**DIRECTIONS**
Write the next part of the htdig mailing-list reply below, starting right after its last line.

**SELECTION**
>> Start
Re: [htdig] Newbie indexing problems


Subject: Re: [htdig] Newbie indexing problems
From: Sara Rudd (cuddg@csv.warwick.ac.uk)
Date: Fri Oct 27 2000 - 04:12:11 PDT


Adam and Gilles,

Thank-you both for taking the time and trouble to respond
to my query. I have put in your suggestions and it
seems to have done the trick! (think the server_alias
was the key thing)

Many Many thanks

A happy bunny!
Sara

On Thu, Oct 26, 2000 at 12:12:50PM -0500, Gilles Detillieux wrote:
> According to Sara Rudd:
> > I am having some trouble with configuring htdig it
> > seems to be ignoring some of the servers that I have
> > listed using limit_urls dont know why. But if I
> > include the main server name, under limit_urls is does
> > index them
> >
> > www.csv.warwick.ac.uk
> >
> > but of course I get a double count.
>
> If by double count, you mean some or all URLs are repeated, then you may
> need to use server_aliases as Adam suggested. If you mean something else,
> could you be more precise?
>
> > Heres hopefully enough of the conf file to maybe
> > give a clue as to whats going wrong?
>> End
Excerpt from a dataset:
>> Start
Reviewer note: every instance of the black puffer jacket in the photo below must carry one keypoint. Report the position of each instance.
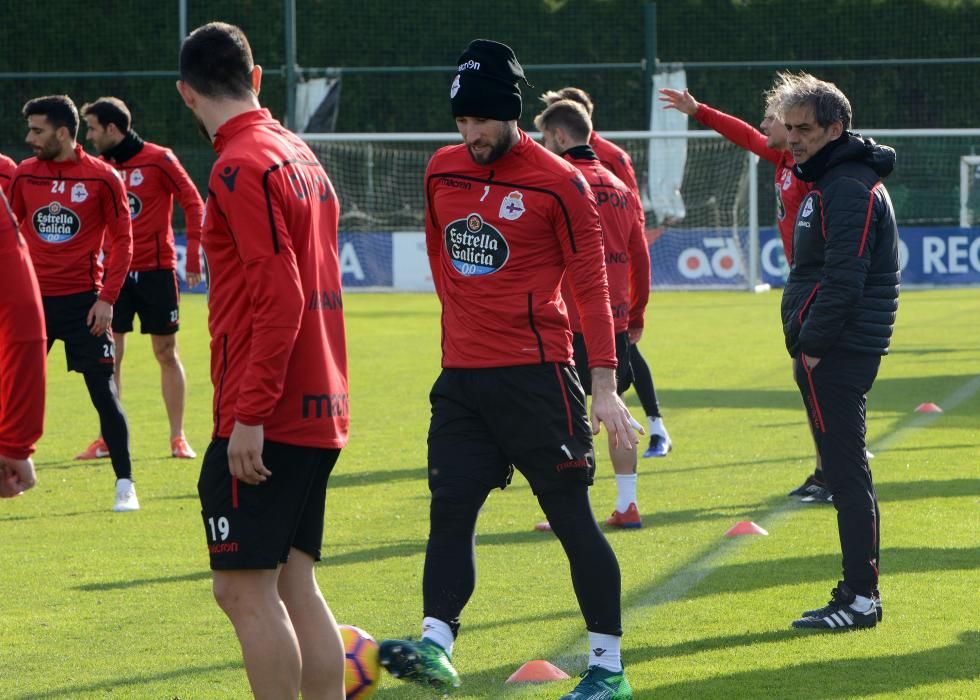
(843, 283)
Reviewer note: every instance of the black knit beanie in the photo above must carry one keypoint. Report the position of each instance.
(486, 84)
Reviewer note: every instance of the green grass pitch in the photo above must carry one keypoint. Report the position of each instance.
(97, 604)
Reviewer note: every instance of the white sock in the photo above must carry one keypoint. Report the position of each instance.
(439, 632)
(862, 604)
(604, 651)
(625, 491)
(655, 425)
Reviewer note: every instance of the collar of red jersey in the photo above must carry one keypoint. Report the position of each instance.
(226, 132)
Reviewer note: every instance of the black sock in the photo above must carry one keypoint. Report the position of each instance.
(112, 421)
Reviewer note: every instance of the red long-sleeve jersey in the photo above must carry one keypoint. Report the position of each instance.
>> End
>> Start
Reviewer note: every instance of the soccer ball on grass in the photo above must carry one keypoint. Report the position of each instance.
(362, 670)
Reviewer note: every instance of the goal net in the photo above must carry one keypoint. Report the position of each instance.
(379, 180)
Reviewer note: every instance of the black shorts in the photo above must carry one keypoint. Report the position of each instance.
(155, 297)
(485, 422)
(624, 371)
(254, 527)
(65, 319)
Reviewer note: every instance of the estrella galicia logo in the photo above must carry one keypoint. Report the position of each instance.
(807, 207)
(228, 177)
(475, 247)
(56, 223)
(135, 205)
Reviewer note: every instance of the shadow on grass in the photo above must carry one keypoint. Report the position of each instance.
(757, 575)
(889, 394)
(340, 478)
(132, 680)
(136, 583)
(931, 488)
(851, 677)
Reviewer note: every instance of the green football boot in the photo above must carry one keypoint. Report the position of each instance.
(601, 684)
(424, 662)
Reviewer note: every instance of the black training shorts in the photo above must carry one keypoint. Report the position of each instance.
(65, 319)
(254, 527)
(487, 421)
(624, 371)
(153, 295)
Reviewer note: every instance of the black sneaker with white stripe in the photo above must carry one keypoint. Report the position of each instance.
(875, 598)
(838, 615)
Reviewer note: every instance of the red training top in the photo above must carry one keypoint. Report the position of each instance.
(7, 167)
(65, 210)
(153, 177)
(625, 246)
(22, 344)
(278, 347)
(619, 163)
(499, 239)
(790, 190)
>> End
**TASK RESULT**
> >
> >
> > start_url: http://www.warwick.ac.uk/
> >
> > limit_urls_to: ${start_url} http://www.astro.warwick.ac.uk/ \
> > http://www.bio.warwick.ac.uk/ http://www.dcs.warwick.ac.uk/ \
>
> This may be part of your problem. You have a space character after the
> backslash on the line above, which would prevent the backslash from being
> used as a continuation character. In general, the backslash changes
> the meaning of the character immediately following it, so if the newline
> character doesn't immediately follow it, the newline isn't suppressed, so
> the definition ends there. However, in the htdig.conf file you included
> at the end of your message, I didn't see an extra space, so I'm not sure
> which version to trust. Check your htdig.conf file to be sure.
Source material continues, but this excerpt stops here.